------ Given records ------
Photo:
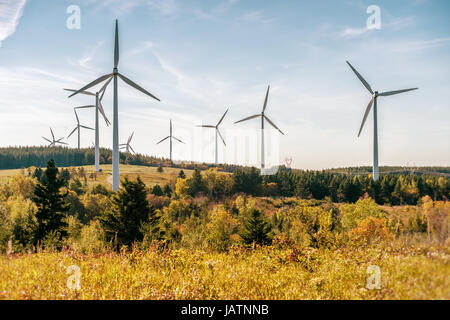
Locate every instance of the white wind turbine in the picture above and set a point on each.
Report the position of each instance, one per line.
(216, 127)
(78, 127)
(263, 117)
(114, 75)
(127, 145)
(170, 136)
(373, 102)
(53, 142)
(98, 108)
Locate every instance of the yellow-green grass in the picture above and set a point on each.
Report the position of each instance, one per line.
------
**Directions for this task:**
What is the number of lines in the records that contain "Locate"? Answer with it alone.

**Output for this task:**
2